* [Material to process]
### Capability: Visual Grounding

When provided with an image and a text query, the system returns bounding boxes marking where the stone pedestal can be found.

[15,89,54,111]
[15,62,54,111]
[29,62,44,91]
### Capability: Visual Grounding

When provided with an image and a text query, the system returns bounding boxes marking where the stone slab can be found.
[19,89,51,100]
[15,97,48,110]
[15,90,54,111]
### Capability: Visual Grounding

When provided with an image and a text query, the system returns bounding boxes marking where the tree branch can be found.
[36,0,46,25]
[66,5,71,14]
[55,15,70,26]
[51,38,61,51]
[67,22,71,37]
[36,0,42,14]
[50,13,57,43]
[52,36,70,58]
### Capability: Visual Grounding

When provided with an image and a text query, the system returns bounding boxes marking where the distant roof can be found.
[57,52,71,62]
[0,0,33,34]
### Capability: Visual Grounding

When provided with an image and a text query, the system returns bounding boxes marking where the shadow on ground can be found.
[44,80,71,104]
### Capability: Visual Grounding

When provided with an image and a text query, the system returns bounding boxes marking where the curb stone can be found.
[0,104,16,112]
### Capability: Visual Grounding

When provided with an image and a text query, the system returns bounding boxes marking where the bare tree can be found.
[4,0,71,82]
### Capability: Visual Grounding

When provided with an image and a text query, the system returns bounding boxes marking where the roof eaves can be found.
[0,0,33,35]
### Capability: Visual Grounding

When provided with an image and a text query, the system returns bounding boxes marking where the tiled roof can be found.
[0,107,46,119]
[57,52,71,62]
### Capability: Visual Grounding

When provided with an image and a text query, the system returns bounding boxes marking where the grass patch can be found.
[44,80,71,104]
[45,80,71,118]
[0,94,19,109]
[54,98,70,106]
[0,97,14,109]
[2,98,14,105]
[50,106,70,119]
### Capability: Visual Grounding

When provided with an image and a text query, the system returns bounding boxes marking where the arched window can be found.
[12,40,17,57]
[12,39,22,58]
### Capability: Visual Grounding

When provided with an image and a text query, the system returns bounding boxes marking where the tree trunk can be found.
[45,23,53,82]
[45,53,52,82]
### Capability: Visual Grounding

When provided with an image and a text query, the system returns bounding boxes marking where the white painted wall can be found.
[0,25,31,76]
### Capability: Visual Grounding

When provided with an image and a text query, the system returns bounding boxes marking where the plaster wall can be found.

* [Your task]
All entries must be repeated verbatim.

* [Exercise response]
### Capability: Visual Grounding

When provided with an image and a text query, the system returns bounding boxes marking where the stone pedestal can be found.

[15,89,54,111]
[15,62,54,111]
[29,62,44,91]
### Capability: Visual Grounding

When provided with an image and a text query, the system returns bounding boxes marking where the stone slab can be found.
[19,89,51,100]
[15,97,48,110]
[15,90,54,111]
### Capability: Visual Grounding

When provided with an image and a text query, the system returns bounding boxes marking where the tree branch can be found.
[36,0,46,25]
[66,5,71,14]
[55,15,70,26]
[51,38,61,51]
[67,22,71,37]
[36,0,42,14]
[50,13,57,43]
[52,36,70,58]
### Capability: Visual Grounding

When provided with an image and a text query, the system returns bounding boxes marking where the distant roof can be found.
[57,52,71,62]
[0,0,33,34]
### Capability: Visual Grounding

When provided with an image and a text query, the system returns bounding boxes marking where the shadow on ground can be found.
[44,80,71,104]
### Capability: Visual Grounding

When provided with an image and a text query, the system returns bounding boxes marking where the curb stone can be found.
[0,104,16,112]
### Capability: Visual Grounding

When provided with an image and a text query, the system returns bounding boxes marking where the bare tree can be found.
[4,0,71,82]
### Capability: Visual Grounding

When provided with an image and a text query, the system returns bounding boxes marking where the roof eaves can be found.
[0,0,33,35]
### Capability: Visual Grounding

When provided with an image and a text query, the system returns bounding boxes marking where the tiled roof can be found.
[0,107,46,119]
[57,52,71,62]
### Capability: Visual Grounding

When provided with an image and a text query, the system returns bounding boxes marking where the grass patch can be found.
[44,80,71,104]
[45,80,71,118]
[0,94,19,109]
[54,98,70,106]
[0,97,14,109]
[2,98,14,105]
[50,106,70,119]
### Capability: Visual Grounding

When provided with an image and a text query, the system returns bounding boxes marking where the arched window can be found.
[12,40,17,57]
[12,39,22,58]
### Capability: Visual Grounding

When provided with an image and a text query, the system returns bounding boxes marking where the tree trunk can be found.
[45,23,53,82]
[45,53,52,82]
### Capability: Visual Grounding

When provided with an image and a text query, the system returns bounding boxes marking where the white painted wall can be found.
[0,25,31,76]
### Capability: Visual Grounding

When provided with an image and a text query, the system returns bounding boxes marking where the plaster wall can be found.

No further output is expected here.